──────── WORKING DATA ────────

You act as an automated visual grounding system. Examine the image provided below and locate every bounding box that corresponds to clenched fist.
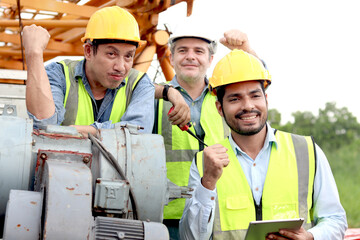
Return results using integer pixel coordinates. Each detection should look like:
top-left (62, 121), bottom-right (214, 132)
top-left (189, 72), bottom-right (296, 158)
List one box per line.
top-left (201, 144), bottom-right (229, 190)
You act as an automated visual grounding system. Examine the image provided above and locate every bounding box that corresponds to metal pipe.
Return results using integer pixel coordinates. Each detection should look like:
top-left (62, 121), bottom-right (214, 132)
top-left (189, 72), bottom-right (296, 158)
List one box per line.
top-left (0, 19), bottom-right (88, 28)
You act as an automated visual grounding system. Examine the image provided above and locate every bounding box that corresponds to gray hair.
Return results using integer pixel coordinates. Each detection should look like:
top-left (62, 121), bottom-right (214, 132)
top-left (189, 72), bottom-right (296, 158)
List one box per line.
top-left (169, 37), bottom-right (217, 57)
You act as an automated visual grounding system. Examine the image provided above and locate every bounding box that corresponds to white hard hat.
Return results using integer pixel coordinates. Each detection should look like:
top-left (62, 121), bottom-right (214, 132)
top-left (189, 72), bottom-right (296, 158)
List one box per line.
top-left (168, 20), bottom-right (217, 54)
top-left (168, 34), bottom-right (214, 45)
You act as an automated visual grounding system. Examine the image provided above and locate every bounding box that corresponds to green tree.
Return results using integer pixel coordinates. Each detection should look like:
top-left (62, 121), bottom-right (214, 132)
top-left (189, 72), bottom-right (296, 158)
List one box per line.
top-left (313, 102), bottom-right (360, 150)
top-left (268, 109), bottom-right (282, 129)
top-left (271, 102), bottom-right (360, 152)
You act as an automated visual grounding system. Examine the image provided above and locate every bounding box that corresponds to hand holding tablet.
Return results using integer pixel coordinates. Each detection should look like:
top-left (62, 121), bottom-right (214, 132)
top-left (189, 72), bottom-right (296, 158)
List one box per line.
top-left (244, 218), bottom-right (304, 240)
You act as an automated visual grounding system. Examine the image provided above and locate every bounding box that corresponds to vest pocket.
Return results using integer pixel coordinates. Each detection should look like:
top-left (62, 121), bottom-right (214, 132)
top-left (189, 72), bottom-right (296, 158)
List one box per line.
top-left (220, 196), bottom-right (253, 230)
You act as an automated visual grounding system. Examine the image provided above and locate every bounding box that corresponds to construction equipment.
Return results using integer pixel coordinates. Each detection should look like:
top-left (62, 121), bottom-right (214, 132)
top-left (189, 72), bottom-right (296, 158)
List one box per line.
top-left (0, 107), bottom-right (192, 239)
top-left (0, 0), bottom-right (196, 82)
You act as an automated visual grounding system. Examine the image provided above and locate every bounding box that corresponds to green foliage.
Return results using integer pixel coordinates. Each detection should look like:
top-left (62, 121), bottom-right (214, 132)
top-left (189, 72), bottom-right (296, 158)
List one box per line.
top-left (314, 102), bottom-right (360, 150)
top-left (268, 109), bottom-right (282, 129)
top-left (273, 102), bottom-right (360, 152)
top-left (270, 102), bottom-right (360, 227)
top-left (326, 139), bottom-right (360, 227)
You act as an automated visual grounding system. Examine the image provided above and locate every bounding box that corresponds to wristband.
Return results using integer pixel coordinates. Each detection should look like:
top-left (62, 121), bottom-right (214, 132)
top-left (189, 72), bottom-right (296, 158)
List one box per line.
top-left (162, 84), bottom-right (172, 101)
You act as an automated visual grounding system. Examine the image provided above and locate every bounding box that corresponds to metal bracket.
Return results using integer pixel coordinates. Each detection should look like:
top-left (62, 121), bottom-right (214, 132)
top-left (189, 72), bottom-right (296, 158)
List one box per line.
top-left (166, 179), bottom-right (193, 204)
top-left (2, 104), bottom-right (17, 116)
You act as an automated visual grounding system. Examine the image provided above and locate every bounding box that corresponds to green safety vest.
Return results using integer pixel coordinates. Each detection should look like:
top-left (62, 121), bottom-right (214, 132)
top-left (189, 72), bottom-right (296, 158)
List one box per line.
top-left (155, 92), bottom-right (229, 220)
top-left (196, 131), bottom-right (315, 240)
top-left (59, 60), bottom-right (144, 126)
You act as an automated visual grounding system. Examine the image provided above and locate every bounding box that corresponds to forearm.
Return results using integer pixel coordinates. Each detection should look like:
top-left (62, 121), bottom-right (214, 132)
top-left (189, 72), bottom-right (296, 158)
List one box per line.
top-left (71, 125), bottom-right (97, 138)
top-left (180, 185), bottom-right (215, 240)
top-left (154, 83), bottom-right (164, 99)
top-left (25, 50), bottom-right (55, 119)
top-left (308, 217), bottom-right (347, 240)
top-left (118, 76), bottom-right (155, 133)
top-left (180, 161), bottom-right (216, 240)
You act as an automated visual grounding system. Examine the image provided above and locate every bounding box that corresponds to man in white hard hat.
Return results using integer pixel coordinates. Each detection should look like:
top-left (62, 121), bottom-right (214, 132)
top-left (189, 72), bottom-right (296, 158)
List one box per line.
top-left (153, 27), bottom-right (261, 239)
top-left (179, 50), bottom-right (347, 240)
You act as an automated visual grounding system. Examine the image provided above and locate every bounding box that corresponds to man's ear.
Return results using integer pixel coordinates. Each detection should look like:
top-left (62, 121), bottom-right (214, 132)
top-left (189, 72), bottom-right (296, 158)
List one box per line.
top-left (216, 100), bottom-right (224, 117)
top-left (169, 52), bottom-right (174, 67)
top-left (84, 43), bottom-right (92, 60)
top-left (209, 54), bottom-right (214, 65)
top-left (265, 93), bottom-right (268, 106)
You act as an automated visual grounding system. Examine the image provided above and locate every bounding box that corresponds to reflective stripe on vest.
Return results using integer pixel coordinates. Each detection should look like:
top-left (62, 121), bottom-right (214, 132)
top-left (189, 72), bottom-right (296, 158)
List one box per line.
top-left (60, 60), bottom-right (144, 125)
top-left (156, 92), bottom-right (229, 220)
top-left (196, 131), bottom-right (315, 239)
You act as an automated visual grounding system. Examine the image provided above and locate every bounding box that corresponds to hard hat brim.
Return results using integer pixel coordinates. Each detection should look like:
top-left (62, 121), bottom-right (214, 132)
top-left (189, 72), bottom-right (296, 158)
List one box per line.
top-left (81, 37), bottom-right (147, 48)
top-left (168, 35), bottom-right (213, 45)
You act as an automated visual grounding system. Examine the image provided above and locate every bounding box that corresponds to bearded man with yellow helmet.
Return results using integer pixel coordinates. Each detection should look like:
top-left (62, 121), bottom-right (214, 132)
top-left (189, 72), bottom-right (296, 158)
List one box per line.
top-left (179, 50), bottom-right (347, 240)
top-left (22, 6), bottom-right (173, 135)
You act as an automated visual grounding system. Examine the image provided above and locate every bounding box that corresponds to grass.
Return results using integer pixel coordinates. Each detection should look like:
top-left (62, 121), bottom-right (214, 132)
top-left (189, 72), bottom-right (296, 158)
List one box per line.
top-left (324, 139), bottom-right (360, 228)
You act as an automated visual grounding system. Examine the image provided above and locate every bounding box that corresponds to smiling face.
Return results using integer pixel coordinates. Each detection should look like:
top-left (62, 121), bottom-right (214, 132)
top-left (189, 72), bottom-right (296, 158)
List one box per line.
top-left (216, 81), bottom-right (268, 136)
top-left (84, 42), bottom-right (136, 92)
top-left (170, 38), bottom-right (213, 84)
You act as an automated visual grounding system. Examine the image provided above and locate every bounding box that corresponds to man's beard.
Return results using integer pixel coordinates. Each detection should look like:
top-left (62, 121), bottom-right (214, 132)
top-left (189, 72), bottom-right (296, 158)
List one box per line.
top-left (223, 109), bottom-right (267, 136)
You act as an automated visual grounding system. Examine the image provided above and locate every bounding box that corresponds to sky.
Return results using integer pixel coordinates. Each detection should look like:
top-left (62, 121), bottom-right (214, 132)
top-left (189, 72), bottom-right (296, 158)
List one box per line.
top-left (154, 0), bottom-right (360, 124)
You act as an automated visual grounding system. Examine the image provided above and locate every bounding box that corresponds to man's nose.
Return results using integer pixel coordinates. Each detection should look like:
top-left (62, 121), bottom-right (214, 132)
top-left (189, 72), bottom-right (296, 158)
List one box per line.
top-left (185, 50), bottom-right (196, 60)
top-left (242, 97), bottom-right (255, 111)
top-left (114, 58), bottom-right (125, 72)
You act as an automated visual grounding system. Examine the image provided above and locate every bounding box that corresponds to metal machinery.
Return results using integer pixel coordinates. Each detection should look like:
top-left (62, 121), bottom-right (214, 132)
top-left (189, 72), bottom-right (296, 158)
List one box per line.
top-left (0, 108), bottom-right (191, 239)
top-left (0, 0), bottom-right (196, 239)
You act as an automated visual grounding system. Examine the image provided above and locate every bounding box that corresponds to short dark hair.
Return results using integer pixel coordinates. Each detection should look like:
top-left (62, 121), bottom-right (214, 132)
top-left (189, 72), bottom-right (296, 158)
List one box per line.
top-left (90, 39), bottom-right (138, 55)
top-left (216, 80), bottom-right (266, 105)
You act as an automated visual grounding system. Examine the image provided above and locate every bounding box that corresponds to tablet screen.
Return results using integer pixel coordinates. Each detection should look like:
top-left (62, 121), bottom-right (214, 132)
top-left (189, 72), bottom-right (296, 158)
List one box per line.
top-left (244, 218), bottom-right (304, 240)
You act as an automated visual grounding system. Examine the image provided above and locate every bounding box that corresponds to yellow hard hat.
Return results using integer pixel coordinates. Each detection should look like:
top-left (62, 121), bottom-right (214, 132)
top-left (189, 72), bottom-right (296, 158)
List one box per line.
top-left (209, 49), bottom-right (271, 95)
top-left (81, 6), bottom-right (146, 47)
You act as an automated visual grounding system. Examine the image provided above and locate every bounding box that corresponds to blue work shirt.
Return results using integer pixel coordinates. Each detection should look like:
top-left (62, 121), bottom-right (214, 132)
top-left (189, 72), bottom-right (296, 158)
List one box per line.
top-left (179, 123), bottom-right (348, 240)
top-left (167, 76), bottom-right (209, 137)
top-left (28, 59), bottom-right (155, 133)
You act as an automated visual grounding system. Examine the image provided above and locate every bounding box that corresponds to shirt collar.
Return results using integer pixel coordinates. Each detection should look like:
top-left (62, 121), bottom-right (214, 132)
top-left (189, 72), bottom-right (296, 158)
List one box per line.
top-left (229, 122), bottom-right (278, 156)
top-left (169, 75), bottom-right (209, 94)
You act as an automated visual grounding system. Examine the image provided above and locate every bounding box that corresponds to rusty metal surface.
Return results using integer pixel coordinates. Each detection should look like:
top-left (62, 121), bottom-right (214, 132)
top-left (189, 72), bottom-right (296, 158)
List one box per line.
top-left (3, 190), bottom-right (42, 240)
top-left (97, 125), bottom-right (168, 222)
top-left (0, 115), bottom-right (179, 239)
top-left (42, 159), bottom-right (93, 239)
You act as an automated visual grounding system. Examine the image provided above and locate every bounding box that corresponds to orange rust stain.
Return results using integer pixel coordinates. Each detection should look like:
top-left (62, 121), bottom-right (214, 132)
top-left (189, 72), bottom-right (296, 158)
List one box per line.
top-left (66, 187), bottom-right (75, 191)
top-left (30, 201), bottom-right (37, 205)
top-left (17, 224), bottom-right (21, 227)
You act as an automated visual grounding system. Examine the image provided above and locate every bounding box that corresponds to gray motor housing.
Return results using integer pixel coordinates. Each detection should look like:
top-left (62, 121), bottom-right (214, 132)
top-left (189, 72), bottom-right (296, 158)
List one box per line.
top-left (0, 115), bottom-right (172, 239)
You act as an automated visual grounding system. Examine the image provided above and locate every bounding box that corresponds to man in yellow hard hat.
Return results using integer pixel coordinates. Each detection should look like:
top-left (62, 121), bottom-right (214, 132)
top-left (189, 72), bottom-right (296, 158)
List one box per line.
top-left (153, 27), bottom-right (261, 240)
top-left (22, 6), bottom-right (187, 136)
top-left (179, 50), bottom-right (347, 240)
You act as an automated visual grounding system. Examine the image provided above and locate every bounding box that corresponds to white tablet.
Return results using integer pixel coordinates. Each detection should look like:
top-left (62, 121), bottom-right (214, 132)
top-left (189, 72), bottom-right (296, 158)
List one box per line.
top-left (244, 218), bottom-right (304, 240)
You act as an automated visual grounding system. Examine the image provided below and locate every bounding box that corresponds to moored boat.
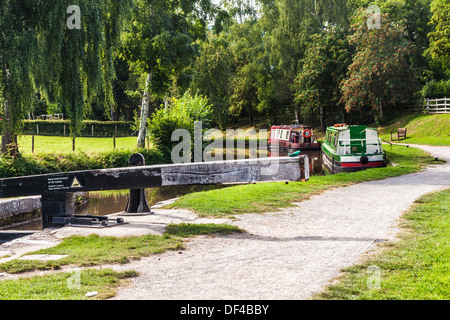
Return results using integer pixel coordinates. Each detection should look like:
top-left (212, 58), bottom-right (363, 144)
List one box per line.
top-left (268, 124), bottom-right (321, 157)
top-left (321, 124), bottom-right (387, 174)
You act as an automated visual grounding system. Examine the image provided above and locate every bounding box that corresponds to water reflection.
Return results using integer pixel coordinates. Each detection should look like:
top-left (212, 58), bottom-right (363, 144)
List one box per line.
top-left (75, 185), bottom-right (229, 216)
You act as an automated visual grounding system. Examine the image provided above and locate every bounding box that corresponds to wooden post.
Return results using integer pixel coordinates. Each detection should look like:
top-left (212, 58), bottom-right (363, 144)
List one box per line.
top-left (32, 135), bottom-right (35, 153)
top-left (113, 132), bottom-right (116, 149)
top-left (36, 124), bottom-right (39, 135)
top-left (91, 124), bottom-right (94, 137)
top-left (63, 125), bottom-right (66, 136)
top-left (72, 137), bottom-right (75, 152)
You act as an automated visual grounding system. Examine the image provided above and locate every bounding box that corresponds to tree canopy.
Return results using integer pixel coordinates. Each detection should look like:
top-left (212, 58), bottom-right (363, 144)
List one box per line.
top-left (1, 0), bottom-right (449, 154)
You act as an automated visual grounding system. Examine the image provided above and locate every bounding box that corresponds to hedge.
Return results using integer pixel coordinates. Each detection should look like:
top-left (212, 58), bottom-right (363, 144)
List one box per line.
top-left (0, 148), bottom-right (167, 178)
top-left (0, 120), bottom-right (136, 137)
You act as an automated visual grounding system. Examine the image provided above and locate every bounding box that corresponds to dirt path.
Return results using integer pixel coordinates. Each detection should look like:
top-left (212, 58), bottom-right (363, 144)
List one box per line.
top-left (110, 144), bottom-right (450, 300)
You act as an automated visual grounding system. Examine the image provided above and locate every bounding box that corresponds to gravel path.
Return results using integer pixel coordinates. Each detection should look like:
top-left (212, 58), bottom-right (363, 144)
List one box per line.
top-left (111, 144), bottom-right (450, 300)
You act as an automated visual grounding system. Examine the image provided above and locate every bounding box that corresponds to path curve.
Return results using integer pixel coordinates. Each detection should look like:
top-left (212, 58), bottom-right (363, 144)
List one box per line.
top-left (112, 144), bottom-right (450, 300)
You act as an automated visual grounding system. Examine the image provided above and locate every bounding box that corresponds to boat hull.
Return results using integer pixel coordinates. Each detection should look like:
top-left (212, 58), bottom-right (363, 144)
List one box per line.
top-left (322, 152), bottom-right (386, 174)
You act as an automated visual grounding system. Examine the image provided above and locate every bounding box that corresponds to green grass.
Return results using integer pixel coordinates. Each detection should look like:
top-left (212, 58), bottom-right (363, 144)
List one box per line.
top-left (17, 135), bottom-right (139, 154)
top-left (0, 233), bottom-right (184, 274)
top-left (166, 145), bottom-right (444, 217)
top-left (0, 223), bottom-right (243, 273)
top-left (165, 223), bottom-right (244, 237)
top-left (0, 269), bottom-right (138, 300)
top-left (0, 222), bottom-right (243, 299)
top-left (378, 113), bottom-right (450, 146)
top-left (315, 188), bottom-right (450, 300)
top-left (0, 223), bottom-right (242, 274)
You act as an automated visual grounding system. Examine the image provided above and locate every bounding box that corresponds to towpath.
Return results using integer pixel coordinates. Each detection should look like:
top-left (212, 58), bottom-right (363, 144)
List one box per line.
top-left (111, 144), bottom-right (450, 299)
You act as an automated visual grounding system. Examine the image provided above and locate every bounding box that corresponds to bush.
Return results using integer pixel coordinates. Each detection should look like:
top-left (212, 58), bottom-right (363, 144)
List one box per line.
top-left (420, 79), bottom-right (450, 98)
top-left (0, 148), bottom-right (166, 178)
top-left (147, 92), bottom-right (213, 160)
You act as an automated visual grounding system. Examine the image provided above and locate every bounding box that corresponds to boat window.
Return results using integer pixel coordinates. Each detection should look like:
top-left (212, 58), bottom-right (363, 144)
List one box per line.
top-left (274, 129), bottom-right (280, 139)
top-left (284, 130), bottom-right (290, 140)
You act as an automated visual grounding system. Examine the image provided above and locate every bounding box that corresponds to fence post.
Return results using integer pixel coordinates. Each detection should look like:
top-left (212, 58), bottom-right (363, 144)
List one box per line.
top-left (426, 98), bottom-right (430, 113)
top-left (91, 124), bottom-right (94, 137)
top-left (72, 137), bottom-right (75, 152)
top-left (32, 135), bottom-right (35, 153)
top-left (36, 124), bottom-right (39, 135)
top-left (63, 125), bottom-right (66, 137)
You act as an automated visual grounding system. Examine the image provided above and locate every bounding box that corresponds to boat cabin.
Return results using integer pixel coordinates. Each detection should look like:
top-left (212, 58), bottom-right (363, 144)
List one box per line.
top-left (268, 125), bottom-right (321, 157)
top-left (321, 124), bottom-right (386, 174)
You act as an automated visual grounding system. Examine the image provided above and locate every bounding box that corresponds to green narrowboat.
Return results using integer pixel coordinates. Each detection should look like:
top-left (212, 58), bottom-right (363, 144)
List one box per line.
top-left (321, 124), bottom-right (387, 174)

────────

AIM OF THE TASK
Only lines with the word "gray" are wanted, so copy each one from the records.

SOLVED PROBLEM
You act as an automated visual grounding system. Examine the image provided above and locate every bounding box that corresponds to gray hair.
You act as an automated visual grounding system. Examine the image provided above and locate every bounding box that corresponds to gray motor housing.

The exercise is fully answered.